Implement a generic LLMJudgeEvaluator to asses prompt correctness
Problem to solve
In gitlab-org/modelops/applied-ml/code-suggestions/ai-assist!2225 (merged), we introduced a CI job that provides a skeleton for evaluating prompts. At this moment, we don't provide any evaluators to evaluate prompts, so our metrics are currently empty.
Proposal
Consider implementing an LLMJudgeEvaluator in ELI5 that will compare expected prompt outputs (coming from the dataset) with actual outputs (coming from running the model with the given prompt) using LLM capabilities. At this iteration, we can focus on using Anthropic 3.7/3.5 as an LLM judge. Here is the PoC that can be used as a reference for implementing the LLM-judge to assess prompt correctness - gitlab-org/modelops/applied-ml/code-suggestions/ai-assist!2292 (diffs).
An idea:
PROMPT_SYSTEM = """
You are an AI assistant ...
Compare expected input vs actual.
Expected:
{expected}
Actual:
{actual}
"""
class EvaluatorInput(TypedDict):
# Define your input parameters for the prompt
expected: str
actual: str
class ModelOutput(BaseModel):
# Define the expected schema for the model responses
reasoning: str = Field(description="Provide your reasoning process")
score: int = Field(description="1 if correct and 0 if incorrect")
class Evaluator(BaseLLMEvaluator[EvaluatorInput]):
.....
Please check the docs about implementing evaluators in ELI5 here: https://gitlab.com/gitlab-org/modelops/ai-model-validation-and-research/ai-evaluation/prompt-library/-/tree/main/doc/eli5/evaluators?ref_type=heads
Further details
We put all generic evaluators in eli5.core.evaluators.*.

[Stored items from a collection]
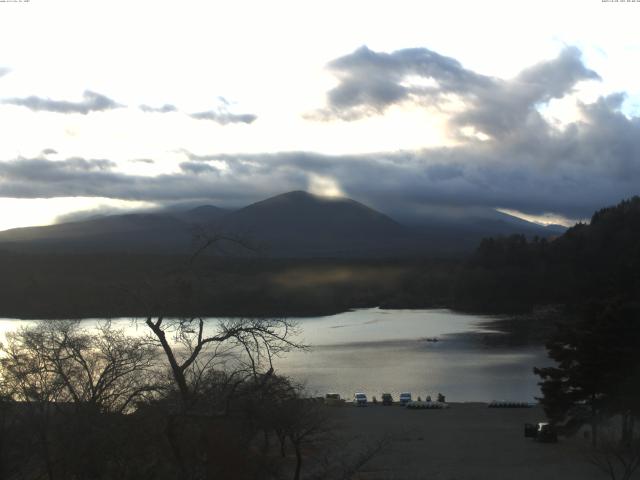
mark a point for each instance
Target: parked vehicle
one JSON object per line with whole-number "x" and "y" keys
{"x": 360, "y": 400}
{"x": 542, "y": 432}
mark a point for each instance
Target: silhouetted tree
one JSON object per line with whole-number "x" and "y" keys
{"x": 597, "y": 371}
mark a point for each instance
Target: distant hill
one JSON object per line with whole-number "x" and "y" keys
{"x": 294, "y": 224}
{"x": 587, "y": 262}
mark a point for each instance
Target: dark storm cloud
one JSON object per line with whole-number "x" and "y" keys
{"x": 370, "y": 82}
{"x": 592, "y": 163}
{"x": 197, "y": 168}
{"x": 166, "y": 108}
{"x": 91, "y": 102}
{"x": 526, "y": 164}
{"x": 223, "y": 117}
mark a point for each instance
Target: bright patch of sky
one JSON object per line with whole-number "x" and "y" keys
{"x": 268, "y": 60}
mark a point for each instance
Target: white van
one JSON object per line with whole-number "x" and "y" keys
{"x": 360, "y": 400}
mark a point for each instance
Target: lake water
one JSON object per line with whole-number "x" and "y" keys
{"x": 375, "y": 351}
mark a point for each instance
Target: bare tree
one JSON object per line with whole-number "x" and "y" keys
{"x": 58, "y": 361}
{"x": 191, "y": 350}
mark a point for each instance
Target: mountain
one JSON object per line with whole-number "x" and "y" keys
{"x": 301, "y": 224}
{"x": 294, "y": 224}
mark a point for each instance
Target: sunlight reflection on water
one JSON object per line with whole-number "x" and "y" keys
{"x": 375, "y": 351}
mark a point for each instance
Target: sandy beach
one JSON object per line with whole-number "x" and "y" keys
{"x": 464, "y": 442}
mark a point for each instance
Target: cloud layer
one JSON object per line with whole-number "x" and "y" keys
{"x": 91, "y": 102}
{"x": 524, "y": 164}
{"x": 370, "y": 82}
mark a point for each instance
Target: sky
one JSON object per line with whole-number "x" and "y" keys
{"x": 531, "y": 108}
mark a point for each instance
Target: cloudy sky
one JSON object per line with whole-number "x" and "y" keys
{"x": 408, "y": 106}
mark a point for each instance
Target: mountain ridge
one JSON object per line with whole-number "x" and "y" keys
{"x": 292, "y": 224}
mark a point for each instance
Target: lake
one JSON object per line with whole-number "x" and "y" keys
{"x": 376, "y": 350}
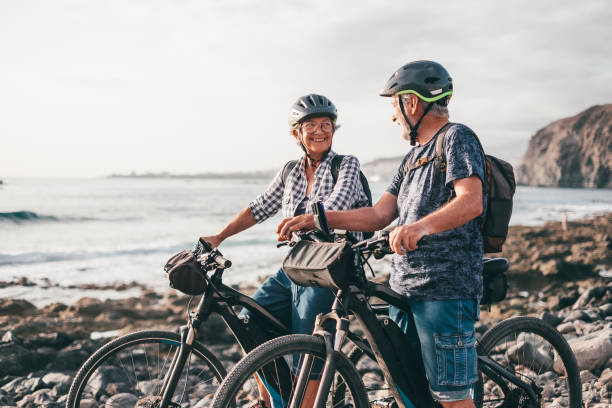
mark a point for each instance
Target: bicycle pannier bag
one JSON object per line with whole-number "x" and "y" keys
{"x": 320, "y": 264}
{"x": 494, "y": 281}
{"x": 184, "y": 273}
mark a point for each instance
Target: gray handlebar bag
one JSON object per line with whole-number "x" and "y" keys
{"x": 185, "y": 274}
{"x": 320, "y": 264}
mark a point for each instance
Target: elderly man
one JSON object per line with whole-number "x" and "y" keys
{"x": 443, "y": 198}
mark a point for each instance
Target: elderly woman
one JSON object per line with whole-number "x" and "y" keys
{"x": 312, "y": 123}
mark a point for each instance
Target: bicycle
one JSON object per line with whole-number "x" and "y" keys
{"x": 522, "y": 361}
{"x": 156, "y": 368}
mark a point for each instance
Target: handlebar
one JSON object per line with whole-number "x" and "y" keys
{"x": 210, "y": 258}
{"x": 379, "y": 245}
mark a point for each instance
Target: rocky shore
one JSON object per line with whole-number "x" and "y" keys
{"x": 561, "y": 272}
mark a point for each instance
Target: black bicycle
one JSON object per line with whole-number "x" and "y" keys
{"x": 522, "y": 361}
{"x": 155, "y": 368}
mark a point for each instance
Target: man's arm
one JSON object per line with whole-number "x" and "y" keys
{"x": 466, "y": 206}
{"x": 359, "y": 219}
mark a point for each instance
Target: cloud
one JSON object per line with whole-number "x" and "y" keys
{"x": 153, "y": 77}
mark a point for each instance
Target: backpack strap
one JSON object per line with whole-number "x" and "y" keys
{"x": 286, "y": 170}
{"x": 438, "y": 158}
{"x": 335, "y": 169}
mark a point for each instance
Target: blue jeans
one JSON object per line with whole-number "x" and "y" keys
{"x": 444, "y": 332}
{"x": 295, "y": 306}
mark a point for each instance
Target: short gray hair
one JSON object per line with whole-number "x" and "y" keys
{"x": 435, "y": 110}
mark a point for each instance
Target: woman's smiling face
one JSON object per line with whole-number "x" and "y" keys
{"x": 316, "y": 135}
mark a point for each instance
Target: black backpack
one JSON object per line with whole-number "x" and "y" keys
{"x": 500, "y": 187}
{"x": 335, "y": 169}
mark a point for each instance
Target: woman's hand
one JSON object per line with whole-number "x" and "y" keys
{"x": 304, "y": 222}
{"x": 214, "y": 240}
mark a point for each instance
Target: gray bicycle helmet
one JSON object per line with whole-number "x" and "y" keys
{"x": 428, "y": 80}
{"x": 312, "y": 105}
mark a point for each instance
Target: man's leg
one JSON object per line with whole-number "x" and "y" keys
{"x": 447, "y": 339}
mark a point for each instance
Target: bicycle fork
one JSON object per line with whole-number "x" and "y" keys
{"x": 327, "y": 376}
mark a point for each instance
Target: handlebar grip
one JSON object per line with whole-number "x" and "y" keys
{"x": 225, "y": 263}
{"x": 205, "y": 245}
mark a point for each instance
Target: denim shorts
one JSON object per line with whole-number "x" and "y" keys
{"x": 444, "y": 332}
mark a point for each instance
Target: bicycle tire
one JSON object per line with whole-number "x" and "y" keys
{"x": 519, "y": 344}
{"x": 100, "y": 378}
{"x": 282, "y": 349}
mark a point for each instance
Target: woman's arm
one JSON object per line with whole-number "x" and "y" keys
{"x": 243, "y": 220}
{"x": 264, "y": 206}
{"x": 359, "y": 219}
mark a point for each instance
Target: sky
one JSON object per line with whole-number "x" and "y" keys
{"x": 93, "y": 87}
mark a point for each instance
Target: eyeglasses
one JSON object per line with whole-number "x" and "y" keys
{"x": 312, "y": 126}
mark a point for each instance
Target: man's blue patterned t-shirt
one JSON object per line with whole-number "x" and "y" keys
{"x": 449, "y": 265}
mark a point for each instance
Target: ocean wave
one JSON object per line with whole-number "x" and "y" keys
{"x": 44, "y": 257}
{"x": 20, "y": 217}
{"x": 36, "y": 257}
{"x": 25, "y": 216}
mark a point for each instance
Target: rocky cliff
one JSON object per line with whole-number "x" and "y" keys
{"x": 571, "y": 152}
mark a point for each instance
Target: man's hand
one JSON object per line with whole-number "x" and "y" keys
{"x": 214, "y": 241}
{"x": 405, "y": 238}
{"x": 304, "y": 222}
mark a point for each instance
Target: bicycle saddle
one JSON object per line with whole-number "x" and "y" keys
{"x": 494, "y": 265}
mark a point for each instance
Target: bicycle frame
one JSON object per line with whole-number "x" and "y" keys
{"x": 407, "y": 382}
{"x": 219, "y": 298}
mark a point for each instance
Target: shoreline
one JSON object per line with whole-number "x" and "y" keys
{"x": 41, "y": 348}
{"x": 536, "y": 254}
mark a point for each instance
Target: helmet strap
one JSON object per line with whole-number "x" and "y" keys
{"x": 413, "y": 129}
{"x": 310, "y": 160}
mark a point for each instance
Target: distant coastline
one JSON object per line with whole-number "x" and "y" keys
{"x": 263, "y": 174}
{"x": 383, "y": 168}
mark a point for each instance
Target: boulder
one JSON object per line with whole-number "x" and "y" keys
{"x": 592, "y": 351}
{"x": 571, "y": 152}
{"x": 14, "y": 359}
{"x": 18, "y": 307}
{"x": 60, "y": 382}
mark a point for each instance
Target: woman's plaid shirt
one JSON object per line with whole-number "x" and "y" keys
{"x": 347, "y": 193}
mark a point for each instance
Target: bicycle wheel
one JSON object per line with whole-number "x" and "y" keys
{"x": 537, "y": 354}
{"x": 129, "y": 371}
{"x": 275, "y": 366}
{"x": 377, "y": 389}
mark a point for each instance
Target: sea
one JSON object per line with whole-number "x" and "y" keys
{"x": 63, "y": 235}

## Task list
[a] In the issue, which models does it suggest using as the LLM judge at this iteration?
[b] Rewrite the part of the issue from "Implement a generic" up to and including "are currently empty.", with "CI job" replaced by "pipeline job".
These records have nothing to do with the issue.

## Exercise results
[a] Anthropic 3.7/3.5.

[b]
Implement a generic LLMJudgeEvaluator to asses prompt correctness
Problem to solve
In gitlab-org/modelops/applied-ml/code-suggestions/ai-assist!2225 (merged), we introduced a pipeline job that provides a skeleton for evaluating prompts. At this moment, we don't provide any evaluators to evaluate prompts, so our metrics are currently empty.